Search the listing below for the line containing "shaped like (721,23).". From there through the line containing "shaped like (931,60).", transcribe every line exactly, both ends included.
=== Task material ===
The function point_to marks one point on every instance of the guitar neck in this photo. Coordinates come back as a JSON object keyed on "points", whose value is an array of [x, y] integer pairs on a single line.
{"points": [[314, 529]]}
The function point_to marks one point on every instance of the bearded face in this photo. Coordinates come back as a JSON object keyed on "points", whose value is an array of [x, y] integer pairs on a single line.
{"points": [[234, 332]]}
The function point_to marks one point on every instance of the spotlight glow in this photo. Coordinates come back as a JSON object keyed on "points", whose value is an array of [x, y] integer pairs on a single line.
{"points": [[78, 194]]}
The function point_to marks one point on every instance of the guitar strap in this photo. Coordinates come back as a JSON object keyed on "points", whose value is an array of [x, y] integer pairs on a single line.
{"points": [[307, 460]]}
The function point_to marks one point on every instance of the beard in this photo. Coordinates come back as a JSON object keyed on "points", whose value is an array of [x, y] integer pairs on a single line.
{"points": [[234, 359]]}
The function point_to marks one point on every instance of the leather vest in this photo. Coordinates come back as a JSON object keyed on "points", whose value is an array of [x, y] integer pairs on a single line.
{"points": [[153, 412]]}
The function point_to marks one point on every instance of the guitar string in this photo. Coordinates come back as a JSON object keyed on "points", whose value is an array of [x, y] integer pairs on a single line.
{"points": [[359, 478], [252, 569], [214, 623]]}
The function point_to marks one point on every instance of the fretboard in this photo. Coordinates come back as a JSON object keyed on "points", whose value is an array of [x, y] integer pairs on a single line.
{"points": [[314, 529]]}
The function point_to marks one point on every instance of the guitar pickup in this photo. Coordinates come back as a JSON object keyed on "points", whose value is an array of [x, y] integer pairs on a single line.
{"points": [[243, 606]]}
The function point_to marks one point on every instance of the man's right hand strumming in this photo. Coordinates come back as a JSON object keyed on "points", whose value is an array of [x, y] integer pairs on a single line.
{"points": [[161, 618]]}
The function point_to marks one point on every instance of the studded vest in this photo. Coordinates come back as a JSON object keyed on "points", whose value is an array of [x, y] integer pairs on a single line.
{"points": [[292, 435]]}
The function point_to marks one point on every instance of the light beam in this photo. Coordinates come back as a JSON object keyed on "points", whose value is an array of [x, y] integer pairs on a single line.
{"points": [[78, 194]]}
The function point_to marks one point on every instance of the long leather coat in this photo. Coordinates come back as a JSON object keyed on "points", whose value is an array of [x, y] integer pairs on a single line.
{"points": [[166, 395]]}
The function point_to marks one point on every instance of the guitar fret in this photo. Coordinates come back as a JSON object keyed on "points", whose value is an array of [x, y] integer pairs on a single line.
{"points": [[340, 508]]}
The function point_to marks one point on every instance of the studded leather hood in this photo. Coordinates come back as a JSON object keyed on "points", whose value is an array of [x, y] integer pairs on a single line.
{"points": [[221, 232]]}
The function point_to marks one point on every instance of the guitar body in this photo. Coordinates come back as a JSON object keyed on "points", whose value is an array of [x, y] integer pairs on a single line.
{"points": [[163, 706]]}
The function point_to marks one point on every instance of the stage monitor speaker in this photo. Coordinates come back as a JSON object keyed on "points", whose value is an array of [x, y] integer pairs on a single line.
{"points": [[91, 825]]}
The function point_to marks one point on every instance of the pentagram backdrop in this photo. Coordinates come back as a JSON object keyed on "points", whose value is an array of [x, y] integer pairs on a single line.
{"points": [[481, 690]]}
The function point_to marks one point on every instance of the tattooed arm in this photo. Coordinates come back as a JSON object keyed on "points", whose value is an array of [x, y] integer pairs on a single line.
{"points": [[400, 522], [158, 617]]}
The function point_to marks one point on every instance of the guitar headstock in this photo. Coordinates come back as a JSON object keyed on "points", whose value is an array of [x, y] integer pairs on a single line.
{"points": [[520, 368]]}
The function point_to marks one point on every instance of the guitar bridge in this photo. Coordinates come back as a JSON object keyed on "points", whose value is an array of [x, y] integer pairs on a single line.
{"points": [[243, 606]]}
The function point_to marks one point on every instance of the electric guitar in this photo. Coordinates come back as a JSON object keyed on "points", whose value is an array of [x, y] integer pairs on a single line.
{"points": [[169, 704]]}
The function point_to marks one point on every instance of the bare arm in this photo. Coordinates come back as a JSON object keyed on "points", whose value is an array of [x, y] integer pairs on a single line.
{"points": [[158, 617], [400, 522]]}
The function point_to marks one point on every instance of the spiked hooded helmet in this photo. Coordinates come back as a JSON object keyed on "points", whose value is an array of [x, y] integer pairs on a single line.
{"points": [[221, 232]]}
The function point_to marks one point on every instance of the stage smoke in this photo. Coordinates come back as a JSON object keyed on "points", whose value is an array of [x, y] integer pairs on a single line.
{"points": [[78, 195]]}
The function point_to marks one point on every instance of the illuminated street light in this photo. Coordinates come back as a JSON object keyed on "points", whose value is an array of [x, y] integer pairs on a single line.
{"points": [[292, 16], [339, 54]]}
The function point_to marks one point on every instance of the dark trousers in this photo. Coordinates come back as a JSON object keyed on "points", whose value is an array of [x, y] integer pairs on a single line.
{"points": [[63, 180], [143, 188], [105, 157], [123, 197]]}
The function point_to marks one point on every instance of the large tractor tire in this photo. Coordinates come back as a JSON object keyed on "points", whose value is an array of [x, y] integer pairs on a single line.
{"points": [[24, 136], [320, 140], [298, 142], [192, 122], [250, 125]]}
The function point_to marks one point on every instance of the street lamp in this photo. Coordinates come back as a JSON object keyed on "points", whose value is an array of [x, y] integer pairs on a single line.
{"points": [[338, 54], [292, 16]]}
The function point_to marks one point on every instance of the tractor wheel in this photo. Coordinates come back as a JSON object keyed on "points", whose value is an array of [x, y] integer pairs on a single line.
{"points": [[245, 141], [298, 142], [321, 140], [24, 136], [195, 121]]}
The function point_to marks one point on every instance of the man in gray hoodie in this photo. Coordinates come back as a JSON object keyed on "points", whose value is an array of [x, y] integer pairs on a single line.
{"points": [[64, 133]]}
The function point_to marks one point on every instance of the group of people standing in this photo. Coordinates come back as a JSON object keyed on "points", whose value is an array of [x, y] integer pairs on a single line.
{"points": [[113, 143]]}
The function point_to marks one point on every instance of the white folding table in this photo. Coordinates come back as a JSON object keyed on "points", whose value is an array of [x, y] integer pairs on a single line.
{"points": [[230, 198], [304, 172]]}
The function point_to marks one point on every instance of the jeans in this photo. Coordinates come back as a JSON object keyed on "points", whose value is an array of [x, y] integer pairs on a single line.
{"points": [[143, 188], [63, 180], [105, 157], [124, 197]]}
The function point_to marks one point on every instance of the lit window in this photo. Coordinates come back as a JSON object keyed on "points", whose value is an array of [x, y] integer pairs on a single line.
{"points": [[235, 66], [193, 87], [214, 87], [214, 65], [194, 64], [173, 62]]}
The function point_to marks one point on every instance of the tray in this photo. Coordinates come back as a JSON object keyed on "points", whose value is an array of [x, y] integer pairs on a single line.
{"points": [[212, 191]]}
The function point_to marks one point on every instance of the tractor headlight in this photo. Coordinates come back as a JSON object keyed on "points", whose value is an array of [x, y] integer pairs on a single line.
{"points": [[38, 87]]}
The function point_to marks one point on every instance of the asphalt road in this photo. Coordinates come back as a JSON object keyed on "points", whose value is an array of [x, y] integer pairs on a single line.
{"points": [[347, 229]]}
===
=== Task material ===
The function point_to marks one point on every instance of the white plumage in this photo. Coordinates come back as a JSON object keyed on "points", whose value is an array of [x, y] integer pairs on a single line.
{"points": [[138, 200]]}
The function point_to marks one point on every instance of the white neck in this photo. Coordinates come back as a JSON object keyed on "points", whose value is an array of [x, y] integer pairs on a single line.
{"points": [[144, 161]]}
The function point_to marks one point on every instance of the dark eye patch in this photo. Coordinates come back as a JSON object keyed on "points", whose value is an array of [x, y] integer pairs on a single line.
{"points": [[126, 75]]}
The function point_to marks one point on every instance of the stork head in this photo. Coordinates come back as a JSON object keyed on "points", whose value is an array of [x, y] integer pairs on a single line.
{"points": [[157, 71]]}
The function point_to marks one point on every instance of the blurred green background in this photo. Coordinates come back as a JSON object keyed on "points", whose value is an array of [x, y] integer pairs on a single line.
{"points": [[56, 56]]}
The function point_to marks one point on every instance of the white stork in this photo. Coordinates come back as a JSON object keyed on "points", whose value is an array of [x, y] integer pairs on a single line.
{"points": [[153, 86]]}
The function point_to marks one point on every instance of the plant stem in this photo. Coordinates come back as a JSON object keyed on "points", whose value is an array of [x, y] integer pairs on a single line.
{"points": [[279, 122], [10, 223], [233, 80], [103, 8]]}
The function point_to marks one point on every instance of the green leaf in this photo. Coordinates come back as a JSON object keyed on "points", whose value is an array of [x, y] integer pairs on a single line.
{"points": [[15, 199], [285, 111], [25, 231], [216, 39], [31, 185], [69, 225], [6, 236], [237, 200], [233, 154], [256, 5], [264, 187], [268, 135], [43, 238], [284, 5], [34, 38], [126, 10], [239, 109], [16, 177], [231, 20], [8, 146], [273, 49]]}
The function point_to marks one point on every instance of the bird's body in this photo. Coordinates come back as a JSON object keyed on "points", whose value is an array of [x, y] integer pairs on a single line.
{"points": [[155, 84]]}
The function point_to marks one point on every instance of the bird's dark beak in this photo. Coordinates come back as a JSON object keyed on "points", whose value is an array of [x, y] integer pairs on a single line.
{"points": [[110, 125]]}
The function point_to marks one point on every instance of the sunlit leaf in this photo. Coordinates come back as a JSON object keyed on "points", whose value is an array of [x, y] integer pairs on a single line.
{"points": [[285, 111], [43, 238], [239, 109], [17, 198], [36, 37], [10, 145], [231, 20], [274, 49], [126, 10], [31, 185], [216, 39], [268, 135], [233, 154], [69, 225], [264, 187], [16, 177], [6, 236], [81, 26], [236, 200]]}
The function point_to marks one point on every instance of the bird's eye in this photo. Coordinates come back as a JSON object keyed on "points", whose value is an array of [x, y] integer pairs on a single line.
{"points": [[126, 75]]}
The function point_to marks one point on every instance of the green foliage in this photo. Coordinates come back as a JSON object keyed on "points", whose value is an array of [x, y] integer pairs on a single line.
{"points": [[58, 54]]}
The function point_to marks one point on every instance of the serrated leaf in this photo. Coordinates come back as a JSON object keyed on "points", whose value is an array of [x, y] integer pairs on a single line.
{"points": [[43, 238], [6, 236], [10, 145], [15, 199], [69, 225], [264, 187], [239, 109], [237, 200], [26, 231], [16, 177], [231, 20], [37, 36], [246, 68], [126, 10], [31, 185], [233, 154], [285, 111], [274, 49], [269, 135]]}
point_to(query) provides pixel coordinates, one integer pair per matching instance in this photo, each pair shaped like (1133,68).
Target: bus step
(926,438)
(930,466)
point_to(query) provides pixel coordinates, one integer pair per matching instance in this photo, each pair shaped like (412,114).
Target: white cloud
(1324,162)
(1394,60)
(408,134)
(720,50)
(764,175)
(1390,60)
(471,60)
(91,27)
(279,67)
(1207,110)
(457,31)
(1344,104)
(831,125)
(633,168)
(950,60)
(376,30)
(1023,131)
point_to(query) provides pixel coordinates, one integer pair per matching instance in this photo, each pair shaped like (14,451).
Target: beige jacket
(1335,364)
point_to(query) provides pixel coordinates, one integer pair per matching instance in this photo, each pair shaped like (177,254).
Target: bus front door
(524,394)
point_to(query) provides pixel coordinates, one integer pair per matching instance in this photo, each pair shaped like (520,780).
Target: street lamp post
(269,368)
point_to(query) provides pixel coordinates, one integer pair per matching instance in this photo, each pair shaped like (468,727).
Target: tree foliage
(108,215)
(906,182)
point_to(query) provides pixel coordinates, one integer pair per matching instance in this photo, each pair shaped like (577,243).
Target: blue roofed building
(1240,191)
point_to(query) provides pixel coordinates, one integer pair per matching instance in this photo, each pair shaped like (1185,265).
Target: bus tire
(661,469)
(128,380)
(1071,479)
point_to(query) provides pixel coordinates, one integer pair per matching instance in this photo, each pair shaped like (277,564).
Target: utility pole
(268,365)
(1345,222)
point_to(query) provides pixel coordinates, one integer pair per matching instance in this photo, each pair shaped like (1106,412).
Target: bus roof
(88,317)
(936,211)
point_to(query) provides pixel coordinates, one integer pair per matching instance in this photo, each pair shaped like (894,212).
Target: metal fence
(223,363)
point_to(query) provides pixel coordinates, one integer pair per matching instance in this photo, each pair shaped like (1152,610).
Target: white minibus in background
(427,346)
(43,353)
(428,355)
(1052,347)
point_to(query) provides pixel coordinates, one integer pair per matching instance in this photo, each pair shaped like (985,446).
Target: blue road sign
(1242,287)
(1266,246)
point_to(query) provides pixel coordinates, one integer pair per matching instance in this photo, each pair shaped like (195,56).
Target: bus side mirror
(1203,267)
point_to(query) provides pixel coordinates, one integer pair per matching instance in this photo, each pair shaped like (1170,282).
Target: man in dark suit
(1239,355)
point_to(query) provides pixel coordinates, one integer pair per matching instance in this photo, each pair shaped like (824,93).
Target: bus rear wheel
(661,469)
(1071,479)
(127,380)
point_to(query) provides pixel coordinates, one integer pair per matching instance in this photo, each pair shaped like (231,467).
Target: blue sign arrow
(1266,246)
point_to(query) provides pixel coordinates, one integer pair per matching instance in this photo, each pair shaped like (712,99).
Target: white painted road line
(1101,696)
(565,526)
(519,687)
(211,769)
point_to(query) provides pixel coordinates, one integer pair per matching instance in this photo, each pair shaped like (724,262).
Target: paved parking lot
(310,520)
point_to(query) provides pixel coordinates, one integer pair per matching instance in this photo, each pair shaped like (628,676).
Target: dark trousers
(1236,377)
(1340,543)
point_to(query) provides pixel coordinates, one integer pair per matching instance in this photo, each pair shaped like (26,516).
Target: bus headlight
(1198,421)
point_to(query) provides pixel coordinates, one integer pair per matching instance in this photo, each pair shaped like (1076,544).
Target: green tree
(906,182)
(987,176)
===
=== Task material ===
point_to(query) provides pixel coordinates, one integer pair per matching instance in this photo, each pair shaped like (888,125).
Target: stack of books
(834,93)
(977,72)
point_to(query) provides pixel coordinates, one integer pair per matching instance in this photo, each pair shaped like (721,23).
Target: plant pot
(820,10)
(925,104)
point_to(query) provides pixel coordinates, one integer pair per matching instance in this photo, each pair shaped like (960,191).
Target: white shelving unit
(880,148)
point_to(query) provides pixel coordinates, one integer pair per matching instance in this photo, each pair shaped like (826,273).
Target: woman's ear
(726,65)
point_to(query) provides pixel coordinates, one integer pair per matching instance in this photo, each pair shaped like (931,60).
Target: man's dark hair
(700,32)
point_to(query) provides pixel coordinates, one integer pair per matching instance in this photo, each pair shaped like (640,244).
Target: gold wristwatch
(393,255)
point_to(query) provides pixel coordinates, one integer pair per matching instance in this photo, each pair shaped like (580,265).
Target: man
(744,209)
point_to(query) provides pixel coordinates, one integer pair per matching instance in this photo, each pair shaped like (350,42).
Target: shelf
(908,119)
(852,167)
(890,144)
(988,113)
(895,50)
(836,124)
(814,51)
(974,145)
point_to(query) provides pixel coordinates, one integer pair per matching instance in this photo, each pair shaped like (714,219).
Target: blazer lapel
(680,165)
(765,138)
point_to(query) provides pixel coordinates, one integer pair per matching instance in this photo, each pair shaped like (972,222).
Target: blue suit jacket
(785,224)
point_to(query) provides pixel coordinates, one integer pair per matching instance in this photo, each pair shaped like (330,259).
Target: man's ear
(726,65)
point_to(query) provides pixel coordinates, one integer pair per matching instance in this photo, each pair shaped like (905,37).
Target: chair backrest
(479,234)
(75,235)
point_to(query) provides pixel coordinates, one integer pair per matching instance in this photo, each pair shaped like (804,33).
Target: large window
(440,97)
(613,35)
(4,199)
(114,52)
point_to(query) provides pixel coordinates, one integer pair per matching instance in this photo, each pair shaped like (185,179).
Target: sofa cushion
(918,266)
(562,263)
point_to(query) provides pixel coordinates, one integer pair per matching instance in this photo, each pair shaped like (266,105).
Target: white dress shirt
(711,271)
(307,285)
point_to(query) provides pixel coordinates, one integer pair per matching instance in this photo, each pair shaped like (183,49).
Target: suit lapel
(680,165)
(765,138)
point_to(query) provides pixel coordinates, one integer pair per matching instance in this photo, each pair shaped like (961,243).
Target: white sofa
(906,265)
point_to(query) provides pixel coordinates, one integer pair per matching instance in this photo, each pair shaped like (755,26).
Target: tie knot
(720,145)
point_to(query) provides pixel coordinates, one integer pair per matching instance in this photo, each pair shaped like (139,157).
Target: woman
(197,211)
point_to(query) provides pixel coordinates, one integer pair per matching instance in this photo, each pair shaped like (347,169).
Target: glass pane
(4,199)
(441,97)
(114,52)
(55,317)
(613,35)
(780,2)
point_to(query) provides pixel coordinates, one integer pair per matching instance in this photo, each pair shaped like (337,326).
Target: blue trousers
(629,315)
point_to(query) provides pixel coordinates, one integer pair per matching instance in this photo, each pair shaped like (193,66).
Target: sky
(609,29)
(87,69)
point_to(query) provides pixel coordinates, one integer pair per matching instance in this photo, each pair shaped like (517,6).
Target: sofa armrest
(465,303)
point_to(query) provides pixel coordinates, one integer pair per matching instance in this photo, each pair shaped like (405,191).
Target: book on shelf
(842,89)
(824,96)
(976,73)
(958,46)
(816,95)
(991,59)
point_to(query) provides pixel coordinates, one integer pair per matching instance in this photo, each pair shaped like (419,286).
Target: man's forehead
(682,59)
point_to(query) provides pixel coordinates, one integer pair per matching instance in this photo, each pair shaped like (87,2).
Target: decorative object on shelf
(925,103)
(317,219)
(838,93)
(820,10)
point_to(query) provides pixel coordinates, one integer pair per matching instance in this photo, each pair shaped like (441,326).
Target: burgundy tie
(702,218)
===
--- Task solution ---
point_to(query) provides pixel coordinates, one integer pair per matching instance in this photo, each pair shaped like (721,23).
Target: plant pot
(820,10)
(925,104)
point_to(query) provides pixel coordinates, one integer pair per matching instance in this photo, each pair shaped like (960,191).
Target: white shelving unit
(880,148)
point_to(query) provides pixel coordinates, one integer pair per matching instance in this photo, each pair shaped like (826,273).
Target: woman's ear
(726,65)
point_to(query) provides pixel coordinates, one integer pair per matching instance in this photo, each pair shaped like (931,60).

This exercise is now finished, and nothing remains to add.